Copy the rows below with "semicolons" swapped for "commas" at every occurrence. Leave all other wording unchanged.

[start RECORDS TO PROCESS]

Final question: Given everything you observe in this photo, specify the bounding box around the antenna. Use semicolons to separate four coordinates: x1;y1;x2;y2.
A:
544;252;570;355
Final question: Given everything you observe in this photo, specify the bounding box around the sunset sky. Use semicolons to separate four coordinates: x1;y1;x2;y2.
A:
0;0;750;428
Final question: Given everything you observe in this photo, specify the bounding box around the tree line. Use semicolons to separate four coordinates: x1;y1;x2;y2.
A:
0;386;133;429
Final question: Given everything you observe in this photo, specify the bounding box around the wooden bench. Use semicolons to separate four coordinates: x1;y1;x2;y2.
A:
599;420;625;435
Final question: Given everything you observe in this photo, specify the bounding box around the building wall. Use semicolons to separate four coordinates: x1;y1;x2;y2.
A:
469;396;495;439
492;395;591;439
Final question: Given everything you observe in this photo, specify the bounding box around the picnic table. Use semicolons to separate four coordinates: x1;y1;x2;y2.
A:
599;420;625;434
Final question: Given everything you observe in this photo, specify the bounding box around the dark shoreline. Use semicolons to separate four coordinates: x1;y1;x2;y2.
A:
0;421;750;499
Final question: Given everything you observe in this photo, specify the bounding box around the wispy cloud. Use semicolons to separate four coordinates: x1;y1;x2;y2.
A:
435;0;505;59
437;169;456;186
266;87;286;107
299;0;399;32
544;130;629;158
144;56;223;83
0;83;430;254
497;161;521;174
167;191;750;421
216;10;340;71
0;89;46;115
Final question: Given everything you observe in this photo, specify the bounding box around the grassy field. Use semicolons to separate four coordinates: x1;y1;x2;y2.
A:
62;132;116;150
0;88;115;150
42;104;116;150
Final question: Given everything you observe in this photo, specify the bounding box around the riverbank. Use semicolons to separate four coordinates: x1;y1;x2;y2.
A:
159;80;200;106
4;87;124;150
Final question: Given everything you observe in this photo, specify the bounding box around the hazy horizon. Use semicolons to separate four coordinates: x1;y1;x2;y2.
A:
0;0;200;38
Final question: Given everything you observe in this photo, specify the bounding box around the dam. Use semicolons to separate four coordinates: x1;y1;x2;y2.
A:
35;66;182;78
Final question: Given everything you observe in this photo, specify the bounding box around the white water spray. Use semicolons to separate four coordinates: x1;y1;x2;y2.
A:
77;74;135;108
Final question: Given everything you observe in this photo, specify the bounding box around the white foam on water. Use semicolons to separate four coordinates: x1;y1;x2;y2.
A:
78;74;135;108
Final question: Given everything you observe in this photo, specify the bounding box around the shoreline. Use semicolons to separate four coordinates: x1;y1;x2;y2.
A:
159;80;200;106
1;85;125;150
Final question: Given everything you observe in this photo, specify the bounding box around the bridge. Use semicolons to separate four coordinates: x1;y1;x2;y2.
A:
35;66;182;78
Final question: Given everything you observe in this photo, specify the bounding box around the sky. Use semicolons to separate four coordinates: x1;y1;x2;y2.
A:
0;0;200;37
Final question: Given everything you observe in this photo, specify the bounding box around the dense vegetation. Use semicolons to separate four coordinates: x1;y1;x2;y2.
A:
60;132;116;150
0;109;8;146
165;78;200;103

[end RECORDS TO PROCESS]

▸ **EXERCISE OUTPUT**
Final question: Given everything you observe in this photo, specify the bounding box around the antenna. Use commas to separate four coordinates: x1;y1;x2;y2.
A:
544;252;570;355
Final question: Given everything you observe in this photo, specify the bounding box around the sunset sky. Use commas to separate four coordinates: x1;y1;x2;y2.
A:
0;0;750;428
Final question: Given everything you observe in this photo, specify the bounding box around the tree line. Use commas to separate four coordinates: x1;y1;x2;y2.
A:
0;386;133;429
Final question: Given everything you observe in this photo, specify the bounding box around the wooden bench. Use commas to separate four coordinates: x1;y1;x2;y2.
A:
599;420;625;435
Final question: Given everything you observe in this photo, specify the bounding box around the building wall. Use commas to separate four coordinates: x1;y1;x2;y2.
A:
469;396;495;439
492;395;591;439
Final question: Given everything you observe in this photo, specify the bounding box around the picnic table. Use commas to separate four coordinates: x1;y1;x2;y2.
A:
599;420;625;434
Final question: Given everything you observe in this photo, specify the bounding box around the dark shoreline. Use commas to separate four coordinates: x1;y1;x2;y2.
A:
0;421;750;499
Final question: Given everything you observe in this photo, specify the bounding box around the wispy cloud. Use commas to separate four coordinates: x1;y1;x2;y2.
A:
435;0;505;59
437;169;456;186
266;87;286;107
299;0;399;32
544;130;629;158
144;56;223;83
0;83;430;254
497;161;521;174
167;191;750;421
216;10;340;71
0;89;46;115
Final question: Given everything you observe in this photo, specify the bounding box around the grassy field. Use commas to separate four coordinates: x1;y1;x2;y2.
A:
62;132;116;150
0;88;115;150
42;104;116;150
Final question: Given everything you observe in this photo, specify the bounding box around the riverbank. Use commas to separate four coordinates: x1;y1;x2;y2.
A:
159;80;200;106
4;87;124;150
Final question: Given everything you observe in this photo, specify the bounding box around the hazy horizon. Use commas to separate four coordinates: x1;y1;x2;y2.
A:
0;0;200;38
Final question: Given everything you observe in this photo, specify the bounding box around the dam. Use commas to separate four coordinates: x1;y1;x2;y2.
A:
35;66;182;78
Final question: Given everything you observe in this photo, specify the bounding box around the white water spray. Use commas to separate four coordinates: x1;y1;x2;y2.
A:
77;74;135;108
Final question: Given everything you observe in this photo, specify the bounding box around the white foam on water. Use commas to separate four coordinates: x1;y1;x2;y2.
A:
78;74;135;108
Final question: Given everything you observe in this photo, specify the bounding box around the shoreline. Use commas to separate four coordinates: x1;y1;x2;y2.
A:
159;80;200;106
1;85;125;150
Final question: Given everything you observe in this photo, specify the bounding box around the bridge. Use commas to separate four coordinates: x1;y1;x2;y2.
A:
35;66;182;78
Final question: Given everything you observe in this photo, specify the bounding box around the sky. Use commas to separate four coordinates: x1;y1;x2;y2.
A:
0;0;200;37
Final question: Given everything you observe in this photo, specify the bounding box around the dense vegetation. Use commas to separate four coordinates: x1;y1;x2;y2.
A:
60;132;116;150
0;109;8;146
165;78;200;103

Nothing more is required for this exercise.